[START OF Data for processing]

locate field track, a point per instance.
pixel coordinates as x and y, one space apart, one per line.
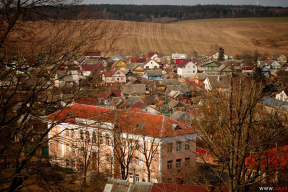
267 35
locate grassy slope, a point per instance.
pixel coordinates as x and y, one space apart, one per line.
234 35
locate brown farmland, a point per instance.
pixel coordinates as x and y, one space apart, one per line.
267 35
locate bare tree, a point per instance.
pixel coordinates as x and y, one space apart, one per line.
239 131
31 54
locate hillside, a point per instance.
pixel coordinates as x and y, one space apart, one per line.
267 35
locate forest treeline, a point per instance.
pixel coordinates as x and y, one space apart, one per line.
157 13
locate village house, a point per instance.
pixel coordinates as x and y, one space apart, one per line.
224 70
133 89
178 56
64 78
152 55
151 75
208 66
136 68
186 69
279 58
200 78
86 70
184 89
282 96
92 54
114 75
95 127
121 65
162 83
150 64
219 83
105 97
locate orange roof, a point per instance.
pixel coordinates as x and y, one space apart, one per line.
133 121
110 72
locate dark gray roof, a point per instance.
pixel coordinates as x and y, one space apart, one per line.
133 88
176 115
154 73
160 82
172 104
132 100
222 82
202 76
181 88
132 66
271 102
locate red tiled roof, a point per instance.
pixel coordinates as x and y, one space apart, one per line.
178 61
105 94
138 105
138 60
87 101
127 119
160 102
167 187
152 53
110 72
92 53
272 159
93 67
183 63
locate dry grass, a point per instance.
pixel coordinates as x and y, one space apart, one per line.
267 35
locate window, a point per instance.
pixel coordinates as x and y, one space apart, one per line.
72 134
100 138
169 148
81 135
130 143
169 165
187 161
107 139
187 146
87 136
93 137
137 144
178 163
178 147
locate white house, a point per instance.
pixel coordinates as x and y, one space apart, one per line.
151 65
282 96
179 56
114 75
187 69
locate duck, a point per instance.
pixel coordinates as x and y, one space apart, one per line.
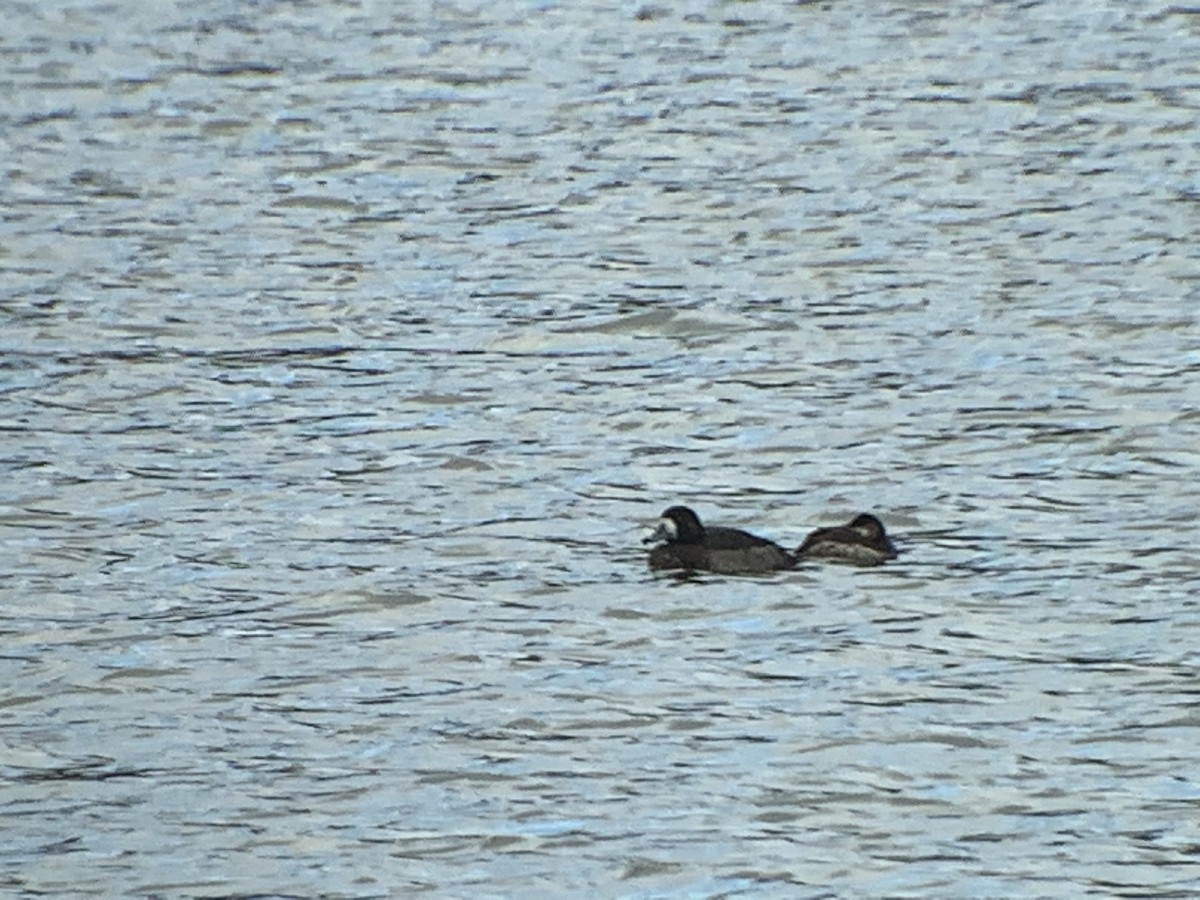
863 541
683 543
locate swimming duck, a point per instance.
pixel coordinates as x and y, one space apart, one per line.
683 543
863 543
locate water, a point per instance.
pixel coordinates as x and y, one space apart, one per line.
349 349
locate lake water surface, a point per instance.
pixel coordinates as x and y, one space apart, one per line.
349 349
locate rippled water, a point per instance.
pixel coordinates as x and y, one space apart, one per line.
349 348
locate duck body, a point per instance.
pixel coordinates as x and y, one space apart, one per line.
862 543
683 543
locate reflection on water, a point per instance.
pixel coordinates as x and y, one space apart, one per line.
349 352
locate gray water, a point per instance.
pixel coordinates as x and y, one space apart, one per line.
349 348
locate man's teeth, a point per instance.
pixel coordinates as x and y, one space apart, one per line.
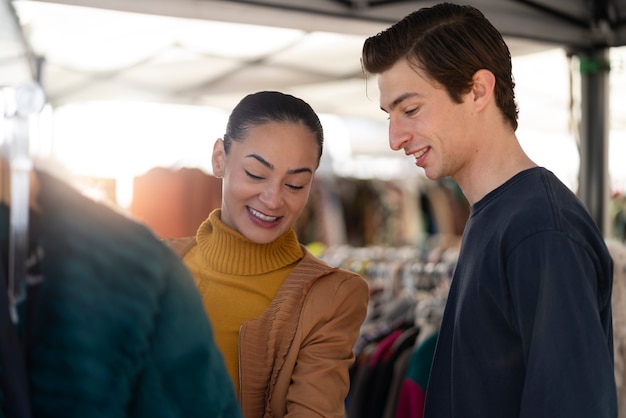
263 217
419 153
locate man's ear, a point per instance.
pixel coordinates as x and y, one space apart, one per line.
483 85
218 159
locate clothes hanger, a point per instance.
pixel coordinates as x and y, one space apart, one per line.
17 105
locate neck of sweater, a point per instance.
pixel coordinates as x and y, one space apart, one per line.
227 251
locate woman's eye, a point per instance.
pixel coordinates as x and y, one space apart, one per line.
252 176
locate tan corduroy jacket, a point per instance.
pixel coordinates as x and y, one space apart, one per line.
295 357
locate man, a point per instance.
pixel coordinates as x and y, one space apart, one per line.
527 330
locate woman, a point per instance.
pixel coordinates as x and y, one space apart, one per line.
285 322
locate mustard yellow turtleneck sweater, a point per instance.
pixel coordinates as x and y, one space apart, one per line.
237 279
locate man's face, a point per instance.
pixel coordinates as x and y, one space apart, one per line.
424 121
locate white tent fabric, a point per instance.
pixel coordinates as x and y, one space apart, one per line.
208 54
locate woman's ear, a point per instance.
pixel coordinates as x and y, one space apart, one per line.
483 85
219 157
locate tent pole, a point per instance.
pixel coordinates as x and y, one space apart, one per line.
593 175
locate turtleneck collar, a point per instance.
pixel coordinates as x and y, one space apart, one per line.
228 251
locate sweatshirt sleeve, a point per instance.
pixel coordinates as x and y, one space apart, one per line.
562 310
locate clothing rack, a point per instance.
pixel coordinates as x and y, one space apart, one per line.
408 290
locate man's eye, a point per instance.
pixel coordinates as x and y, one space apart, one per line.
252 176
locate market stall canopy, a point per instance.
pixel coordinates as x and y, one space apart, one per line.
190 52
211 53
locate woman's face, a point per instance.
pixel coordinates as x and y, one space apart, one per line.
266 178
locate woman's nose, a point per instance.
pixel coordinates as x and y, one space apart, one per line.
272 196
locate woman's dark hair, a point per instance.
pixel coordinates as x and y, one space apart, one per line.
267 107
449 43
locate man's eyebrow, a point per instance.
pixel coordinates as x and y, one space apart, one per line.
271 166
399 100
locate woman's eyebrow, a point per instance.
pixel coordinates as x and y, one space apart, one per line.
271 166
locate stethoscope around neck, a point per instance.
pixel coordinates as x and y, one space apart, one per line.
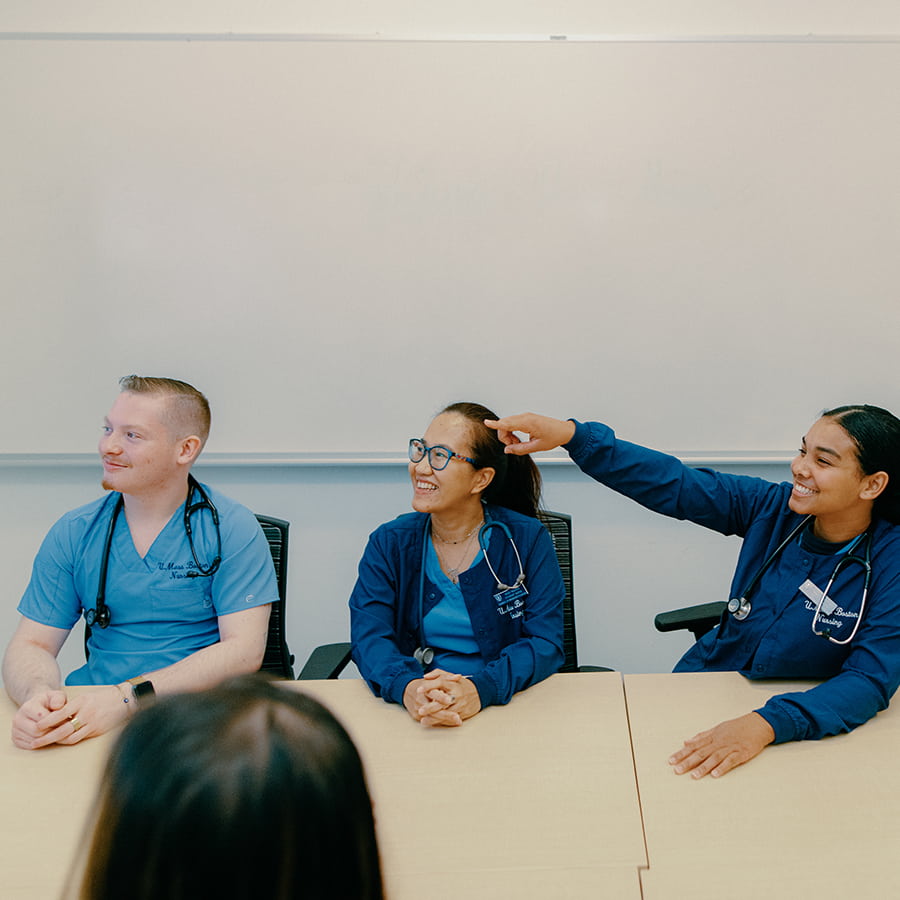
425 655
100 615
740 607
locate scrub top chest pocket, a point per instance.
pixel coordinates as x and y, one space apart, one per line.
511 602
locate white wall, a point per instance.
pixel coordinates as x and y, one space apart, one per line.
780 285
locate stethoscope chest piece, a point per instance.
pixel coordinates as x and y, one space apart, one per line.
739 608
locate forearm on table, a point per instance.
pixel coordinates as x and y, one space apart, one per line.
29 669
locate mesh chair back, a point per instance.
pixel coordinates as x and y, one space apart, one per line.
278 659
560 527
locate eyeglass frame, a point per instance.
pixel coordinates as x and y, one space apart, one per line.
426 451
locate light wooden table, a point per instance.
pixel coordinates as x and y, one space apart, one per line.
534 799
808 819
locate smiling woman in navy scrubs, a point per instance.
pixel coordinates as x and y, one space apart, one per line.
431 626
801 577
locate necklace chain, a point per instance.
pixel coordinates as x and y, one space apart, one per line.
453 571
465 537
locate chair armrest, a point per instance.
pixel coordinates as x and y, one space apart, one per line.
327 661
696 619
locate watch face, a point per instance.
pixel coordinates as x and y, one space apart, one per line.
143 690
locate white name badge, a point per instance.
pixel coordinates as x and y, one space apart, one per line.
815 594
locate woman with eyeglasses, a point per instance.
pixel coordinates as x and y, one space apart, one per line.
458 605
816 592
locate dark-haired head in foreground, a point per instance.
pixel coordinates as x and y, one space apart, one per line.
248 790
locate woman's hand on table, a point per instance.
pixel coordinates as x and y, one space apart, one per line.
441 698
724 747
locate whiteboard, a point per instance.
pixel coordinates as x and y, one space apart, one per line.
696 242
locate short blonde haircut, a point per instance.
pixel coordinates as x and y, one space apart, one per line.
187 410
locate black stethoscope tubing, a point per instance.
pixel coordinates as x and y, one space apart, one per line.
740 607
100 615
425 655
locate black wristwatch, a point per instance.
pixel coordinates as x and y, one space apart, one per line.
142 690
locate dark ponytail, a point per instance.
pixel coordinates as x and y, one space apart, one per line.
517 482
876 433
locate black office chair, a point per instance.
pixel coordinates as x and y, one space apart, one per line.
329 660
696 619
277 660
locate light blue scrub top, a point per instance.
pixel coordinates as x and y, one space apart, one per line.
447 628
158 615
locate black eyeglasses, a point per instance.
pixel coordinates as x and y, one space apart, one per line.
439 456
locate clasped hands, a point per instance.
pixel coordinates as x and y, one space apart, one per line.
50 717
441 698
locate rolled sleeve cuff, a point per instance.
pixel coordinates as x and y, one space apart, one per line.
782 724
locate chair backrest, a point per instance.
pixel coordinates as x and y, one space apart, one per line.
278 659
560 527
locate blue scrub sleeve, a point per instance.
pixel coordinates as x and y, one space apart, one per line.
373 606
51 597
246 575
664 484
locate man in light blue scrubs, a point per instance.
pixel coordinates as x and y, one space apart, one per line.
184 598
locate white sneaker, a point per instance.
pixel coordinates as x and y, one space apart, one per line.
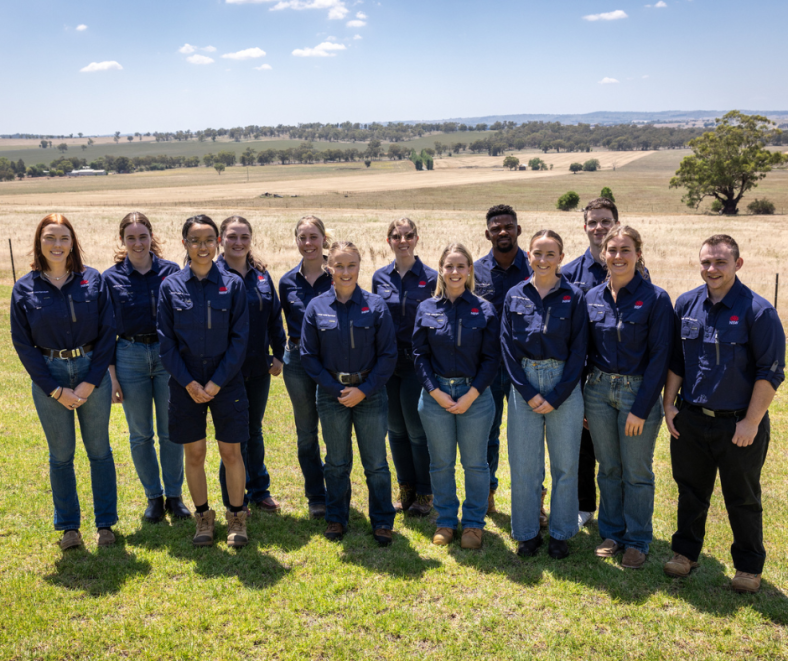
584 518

[END OF Data for processing]

### Work to do
Change every "a point per instance" in the listing above to "one point for each instance", and reproduce the listing with nothing else altered. Leave the pictures out of your reply.

### Solution to this problem
locate field track, one point for each instance.
pixel coordinates as x and y, one space apart, one per line.
267 35
locate grassy slope, one point for each instance.
pixel coordinates as x and y, one space apart, one per line.
234 35
locate brown farmland, one point for each instance.
pixel coordinates as x and y, one space apart, one per line.
267 35
locate bare tree, one point for each instance.
pixel coordinates as x and y, one space apart, one per line.
239 131
31 54
locate hillside, one point for each instance.
pixel coordinates as x and y, one space apart, one per line.
267 35
locate forest treeline, one point for each instance.
pixel coordinates as x and y, one space apart, one per line.
157 13
locate village house, one point for each instance.
pixel coordinates as x and y, one space apart, one per line.
224 70
133 89
178 56
64 78
152 55
151 75
208 66
136 68
186 69
279 58
200 78
86 70
184 89
282 96
92 54
114 75
95 127
121 65
162 83
150 64
219 83
105 97
locate orange roof, one point for each instance.
pixel coordinates as x and y, one space apart, one per line.
133 121
110 72
locate dark gray roof, one point for each instance.
pixel coordinates as x and y, one space apart, one per line.
133 88
176 115
154 73
160 82
172 104
132 100
222 82
202 76
181 88
132 66
271 102
locate red tiled roof, one point for each instance.
pixel coordinates as x and y, one space apart, one per line.
178 61
105 94
138 105
138 60
87 101
127 119
160 102
167 187
152 53
110 72
92 53
272 159
93 67
183 63
locate dry grass, one point for each instance.
pixel coordinates as x and y, one space apart, one per line.
267 35
locate window, one point for each instance.
pixel coordinates as x and y, one space apart, one per line.
72 134
100 138
169 148
81 135
130 143
169 165
187 161
107 139
187 146
87 136
93 137
137 144
178 163
178 147
locate white house, one point for each instance.
pixel coordinates as x and y, one space apart, one per line.
151 65
282 96
179 56
114 75
187 69
locate duck, one point for each instance.
pixel coordinates as x and y, one space apart, one per line.
863 541
683 543
locate swimming duck, one point for each instance.
pixel coordinates as x and y, one space apart, one per line.
683 543
863 543
locate water, one point for each instance.
pixel coordinates as x and y, one space apart, one per line.
349 349
locate lake water surface, one point for each instance.
pixel coordinates as x and y, one space apart, one per line.
349 349
locate rippled water, one point for each instance.
pixel coordinates as x and y, one space apart, one per line.
349 348
locate duck body, one point for each instance.
pixel coordinates as x and y, one space apart, one per line.
862 543
683 543
locate reflection on water, one point for each instance.
pixel coordinates as x and y, one space apart, one per line.
349 352
locate gray water, one point for each instance.
pixel coordinates as x and y, one space apart, one per line.
349 348
locate man's teeth, one point for each instance.
pixel coordinates as x and y, one space apart, one per line.
263 217
419 153
locate man's ear, one point for each instance.
pixel coordinates as x and y, one space apart, one per line.
483 85
218 159
locate clothes hanger, one point for each instance.
pixel coordinates as x and y, one space apart, one per line.
17 105
locate neck of sweater, one point for each instance.
pixel coordinates as x and y, one space apart, one per line.
227 251
locate woman's eye, one point for each instance.
pixel coordinates as x and y, one space apart, one per line.
252 176
locate tan corduroy jacket, one point for each instance.
pixel coordinates as x and y, one space apart, one per line.
295 357
locate man, one point for each instance.
pixel coordinates as x and y, one space apart, one per line.
527 330
locate woman, one point for each instance.
pixel coordinates as x and y, one space apart, one per line.
285 322
locate mustard yellow turtleneck sweater, one point for each instance.
pixel coordinates as x and y, one space apart, one per line.
237 279
locate man's face, one point for each instance.
pixel coordinates as x and y, one space apart, one per line.
424 121
locate white tent fabric, one point for each instance.
pixel coordinates as x and y, one space apart, one per line.
208 54
locate woman's ear, one point for each instance.
pixel coordinates as x and y, one space apart, one per line.
483 85
219 157
locate tent pole, one point for each instance.
pixel coordinates as x and y, one space apart, one per line.
593 175
locate turtleneck collar, one point for each instance.
pixel coordinates as x and y, one space apart, one per line.
228 251
locate sweatshirt sleeve, one point for each instance.
pixel coordinates as x and y, one space apart, one per line.
562 310
locate clothing rack, one point for each instance.
pixel coordinates as x and y, one space apart, one per line.
408 290
locate man's eye, one point for each instance.
pixel coordinates as x and y, one space apart, one per line.
252 176
locate market stall canopy, one point for each instance.
pixel coordinates as x and y, one space apart, one per line.
190 52
211 53
locate woman's face, one point for each instance.
pixel coordinates as x and y, one space apart, one per line.
266 178
locate woman's nose, one point for each instance.
pixel coordinates as x and y, one space apart, one per line.
272 196
locate woman's dark hair, one point for each instance.
pixel coordinates as x and y, one space apart, one per line.
267 107
449 43
locate man's eyebrow, one point for each instance.
pixel coordinates as x and y, one space apart, one per line.
271 166
399 100
locate woman's eyebrow, one point for each instance.
pixel coordinates as x and y, one space apart, one per line.
271 166
locate stethoscope around neck, one point for each instance.
pixel coordinates as x and y, one space apart, one per line.
425 655
100 615
740 607
locate scrub top chest pocket, one point for each instance.
pixel coordinates as x and y, one space apart, one per line.
511 602
locate white wall, one point for each instance.
pixel coordinates as x and y, one space apart, one per line.
780 285
locate stethoscope chest piece, one point for each instance.
pixel coordinates as x and y, one space apart, one per line.
739 608
locate forearm on table, one point for each instance.
pixel coordinates as x and y, one space apart, one per line.
29 669
locate mesh chair back, one point for each instance.
pixel coordinates as x and y, one space apart, one per line.
278 659
560 527
locate eyeglass frame, one point for each instance.
pixel coordinates as x and y, one space apart, one per line.
426 451
locate light wooden table, one point for each instance.
pixel coordinates as x and y, one space apart, one per line.
534 799
808 819
locate smiling woman in navy scrubs, one point for each instance.
pixel coordinates as x and y, one space apart, one per line.
431 626
801 577
locate necklace chain, one point for each instance.
pixel coordinates as x and y, one space apart, one per line.
453 571
465 537
locate chair armrest, one point for each instance.
pixel coordinates as x and y, one space apart, one per line.
327 661
696 619
locate watch face, one point for each instance.
pixel coordinates as x and y, one space apart, one per line.
143 690
locate white name badge, one point for each instance.
pixel coordinates as x and y, one space apart, one per line.
815 594
locate woman with eyeglasses, one point for each instance.
pixel coordinates as x and y, one space apart, one per line.
458 605
816 592
locate dark-haired head in foreground, one point for each instance.
pixel coordinates as x and y, one space apart, one per line.
248 790
locate woman's hand on table, one point for each instance.
pixel coordinates as x and y, one space apart, one per line.
441 698
724 747
locate whiteboard, one point for each instance.
pixel coordinates as x and y, one space apart, one per line.
696 242
locate short blonde haircut, one point for each instance.
pixel coordinates as x and y, one space apart, one per line.
187 410
locate black stethoscope tubing, one point for each instance.
pixel coordinates as x and y, one space apart, one per line.
740 607
100 615
425 655
locate black wristwatch, one point for each instance.
pixel coordinates as x and y, one space apart, one per line.
142 690
locate dark ponytail, one point for each instance.
pixel coordinates as x and y, one space apart, one per line.
517 482
876 433
locate black office chair, one point for each instance.
pixel coordinates as x and y, one space apart, one per line.
329 660
696 619
277 660
locate light blue scrub top, one point for each instance.
pixel coordinates as x and y, one space apart, one per line.
447 628
158 615
locate black eyeglasses, one point for each instance.
pixel coordinates as x and y, one space apart, one per line.
439 456
locate clasped hands, one point for each instance.
pixel coordinates as x and y, one space apart, one per line.
50 717
441 698
locate rolled sleeve cuff, one point for each instance.
pixel coordinates as x and y, one space apart, one per line.
782 724
locate chair backrest, one point for each instance.
pixel coordinates as x and y, one space apart, one per line.
278 659
560 527
locate blue scrub sleeve, one point for each instance.
pixel coordinates as x and y, one space apart, one per line.
373 606
51 597
246 575
664 484
locate man in light blue scrubs, one point for each instance.
pixel coordinates as x and y, one space apart, one per line.
184 598
locate white sneaker, one point for each instance.
pixel coordinates as x and y, one space apart, one per line.
584 518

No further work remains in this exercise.